--- begin ---
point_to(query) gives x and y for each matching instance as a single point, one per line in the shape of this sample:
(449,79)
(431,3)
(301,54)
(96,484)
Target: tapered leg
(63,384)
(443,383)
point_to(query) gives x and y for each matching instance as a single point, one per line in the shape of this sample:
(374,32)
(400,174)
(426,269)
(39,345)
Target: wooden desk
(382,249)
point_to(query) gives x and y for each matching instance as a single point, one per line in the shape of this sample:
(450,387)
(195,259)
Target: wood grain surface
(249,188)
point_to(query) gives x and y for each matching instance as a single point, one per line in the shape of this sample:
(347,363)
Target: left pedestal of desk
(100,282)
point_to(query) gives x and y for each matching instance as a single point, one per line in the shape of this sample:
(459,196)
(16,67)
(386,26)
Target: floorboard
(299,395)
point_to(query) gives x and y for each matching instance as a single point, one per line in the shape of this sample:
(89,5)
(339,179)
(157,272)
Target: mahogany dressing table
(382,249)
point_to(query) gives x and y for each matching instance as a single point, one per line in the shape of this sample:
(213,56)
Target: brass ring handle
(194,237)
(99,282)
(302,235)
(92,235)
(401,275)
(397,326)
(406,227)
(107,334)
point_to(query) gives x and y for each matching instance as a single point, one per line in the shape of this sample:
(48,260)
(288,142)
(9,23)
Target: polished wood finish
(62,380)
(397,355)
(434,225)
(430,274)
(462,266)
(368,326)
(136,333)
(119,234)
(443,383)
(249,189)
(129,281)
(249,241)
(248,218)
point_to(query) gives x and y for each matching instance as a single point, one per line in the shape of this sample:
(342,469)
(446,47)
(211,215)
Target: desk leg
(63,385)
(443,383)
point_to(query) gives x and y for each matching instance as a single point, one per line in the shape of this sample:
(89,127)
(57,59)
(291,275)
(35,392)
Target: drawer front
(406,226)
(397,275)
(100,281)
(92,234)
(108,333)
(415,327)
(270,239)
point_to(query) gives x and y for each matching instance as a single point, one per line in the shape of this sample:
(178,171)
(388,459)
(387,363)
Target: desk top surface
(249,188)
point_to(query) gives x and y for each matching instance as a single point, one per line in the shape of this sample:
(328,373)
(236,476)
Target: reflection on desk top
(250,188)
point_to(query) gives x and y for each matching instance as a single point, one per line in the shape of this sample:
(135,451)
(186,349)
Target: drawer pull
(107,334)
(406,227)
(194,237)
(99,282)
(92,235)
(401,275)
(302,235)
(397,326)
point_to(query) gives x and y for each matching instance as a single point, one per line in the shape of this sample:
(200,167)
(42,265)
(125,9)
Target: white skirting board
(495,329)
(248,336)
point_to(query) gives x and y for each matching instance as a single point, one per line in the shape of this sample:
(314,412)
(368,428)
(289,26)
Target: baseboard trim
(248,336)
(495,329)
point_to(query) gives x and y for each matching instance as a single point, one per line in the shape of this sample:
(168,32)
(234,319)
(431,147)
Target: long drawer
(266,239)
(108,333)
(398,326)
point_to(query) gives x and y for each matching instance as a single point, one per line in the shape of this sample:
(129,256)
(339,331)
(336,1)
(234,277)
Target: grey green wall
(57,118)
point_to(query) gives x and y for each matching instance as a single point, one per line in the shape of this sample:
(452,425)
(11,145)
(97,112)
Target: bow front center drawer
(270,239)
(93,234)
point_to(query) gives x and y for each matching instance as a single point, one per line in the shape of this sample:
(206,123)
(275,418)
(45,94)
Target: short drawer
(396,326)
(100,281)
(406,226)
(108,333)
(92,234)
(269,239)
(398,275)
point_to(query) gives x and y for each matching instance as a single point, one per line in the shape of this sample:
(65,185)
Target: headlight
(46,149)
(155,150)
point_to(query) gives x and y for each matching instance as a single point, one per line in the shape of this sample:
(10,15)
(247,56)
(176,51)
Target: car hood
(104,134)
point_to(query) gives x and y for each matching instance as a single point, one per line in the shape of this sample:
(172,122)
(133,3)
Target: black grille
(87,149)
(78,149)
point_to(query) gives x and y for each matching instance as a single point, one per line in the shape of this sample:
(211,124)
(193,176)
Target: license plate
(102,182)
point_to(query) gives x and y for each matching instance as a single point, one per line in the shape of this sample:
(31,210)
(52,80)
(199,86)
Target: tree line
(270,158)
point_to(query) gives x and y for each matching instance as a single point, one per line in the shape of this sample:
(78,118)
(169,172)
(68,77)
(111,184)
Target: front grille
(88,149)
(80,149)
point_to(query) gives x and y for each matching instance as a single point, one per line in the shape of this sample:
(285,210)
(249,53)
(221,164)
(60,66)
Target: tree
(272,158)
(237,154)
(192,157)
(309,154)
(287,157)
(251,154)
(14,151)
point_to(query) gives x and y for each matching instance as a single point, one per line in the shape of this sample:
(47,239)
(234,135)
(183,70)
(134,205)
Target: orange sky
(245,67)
--- end ---
» **TASK TO COMPLETE**
Count the lines of the records that contain the word "grille", treating case as significant, and give only the number.

» **CORRECT RESPONSE**
2